WHAT IS BEING ASKED: Write all of the lines below out again, exactly as they stand.

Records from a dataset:
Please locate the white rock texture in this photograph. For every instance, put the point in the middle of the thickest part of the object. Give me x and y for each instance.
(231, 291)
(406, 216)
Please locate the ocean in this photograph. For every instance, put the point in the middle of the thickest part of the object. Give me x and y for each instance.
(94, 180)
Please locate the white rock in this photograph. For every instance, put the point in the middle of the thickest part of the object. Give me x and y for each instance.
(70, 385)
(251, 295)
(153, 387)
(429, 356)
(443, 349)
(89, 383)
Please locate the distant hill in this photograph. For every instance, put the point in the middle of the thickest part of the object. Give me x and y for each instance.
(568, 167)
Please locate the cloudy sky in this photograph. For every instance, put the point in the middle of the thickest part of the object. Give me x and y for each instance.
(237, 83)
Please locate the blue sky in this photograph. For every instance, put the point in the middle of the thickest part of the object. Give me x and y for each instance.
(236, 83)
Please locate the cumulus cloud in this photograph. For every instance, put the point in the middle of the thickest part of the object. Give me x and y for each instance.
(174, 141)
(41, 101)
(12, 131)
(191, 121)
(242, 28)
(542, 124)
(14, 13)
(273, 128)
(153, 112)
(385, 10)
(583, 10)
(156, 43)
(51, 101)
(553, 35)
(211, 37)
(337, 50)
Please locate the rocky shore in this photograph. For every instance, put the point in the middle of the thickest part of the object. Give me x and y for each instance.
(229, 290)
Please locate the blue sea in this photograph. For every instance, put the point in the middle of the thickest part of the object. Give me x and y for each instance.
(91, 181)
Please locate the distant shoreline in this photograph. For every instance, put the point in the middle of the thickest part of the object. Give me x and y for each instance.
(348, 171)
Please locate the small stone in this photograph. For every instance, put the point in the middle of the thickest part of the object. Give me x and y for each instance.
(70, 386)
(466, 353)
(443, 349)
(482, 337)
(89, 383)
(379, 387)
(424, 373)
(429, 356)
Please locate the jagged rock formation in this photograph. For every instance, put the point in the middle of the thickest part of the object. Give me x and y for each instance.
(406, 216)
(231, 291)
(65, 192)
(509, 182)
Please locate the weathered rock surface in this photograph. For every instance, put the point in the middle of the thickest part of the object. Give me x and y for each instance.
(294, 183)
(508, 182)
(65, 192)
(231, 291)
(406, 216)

RESULT OF THIS EXERCISE:
Please locate the white rock texture in this photograph. For every instance, put the point in the middle of the thickest part of the object. Give me x and y for each instance.
(231, 291)
(406, 216)
Please locate the ocean in this photograph. For every instance, put the point in the middle of the thickest part of the object. Give me x and y for each instance.
(94, 180)
Please locate the white rock in this photograph. For every instance, put the point in the middle of the thickest part of the object. Give me x and y for each instance.
(70, 385)
(251, 295)
(153, 387)
(429, 356)
(443, 349)
(89, 383)
Please locate the distant hill in this photograph. For every instance, put the point in the middle of the thickest part of the object. Give me x and y for each instance.
(568, 167)
Please locate the cloudy sky in this photograph. For every instance, put the point in the middle of the thickest part of the object. Give me x and y for each instance.
(237, 83)
Please locate the blue sky in this photograph. For every instance, put the point in the middle of the thickest part of the object. Give me x and y for each instance.
(236, 83)
Please locate the cumulus cloud in this photograph. For every instance, put the point in the middle of the thickest part of the object. Give me x and y for each instance.
(174, 141)
(41, 101)
(12, 131)
(191, 121)
(242, 28)
(542, 124)
(14, 13)
(273, 128)
(153, 112)
(385, 10)
(583, 10)
(156, 43)
(51, 101)
(553, 35)
(211, 37)
(337, 50)
Please locate the rocky shore in this photograph. For every instance, put the point in the middle of the thickest part of the object. Give me x and y for each instance.
(229, 290)
Please locate the blue sea in this photograph. For every instance, put the point in the middle of the thickest part of the object. Give me x and y for each instance.
(91, 181)
Please locate the distant shoreline in this photograph. For every instance, put the point in the middle of the thickest part of the object. Give me x and y for each instance.
(348, 171)
Please locate the small stone in this photograph. For every instance, put the point in the middle of the thickest part of the object. Give me x and y for each instance.
(70, 386)
(466, 353)
(443, 349)
(482, 337)
(89, 383)
(379, 387)
(424, 373)
(429, 356)
Please locate the jagged rock formation in this photograph. For every instance, put the point in the middle of the thickest part of the object. Give me x and y for each instance.
(406, 216)
(231, 291)
(65, 192)
(509, 182)
Please locate the weathered rock surface in this photograph. For every instance, put the point in the middle of the thickest part of the object. Give me x and y for each instance.
(294, 183)
(508, 182)
(65, 192)
(231, 291)
(406, 216)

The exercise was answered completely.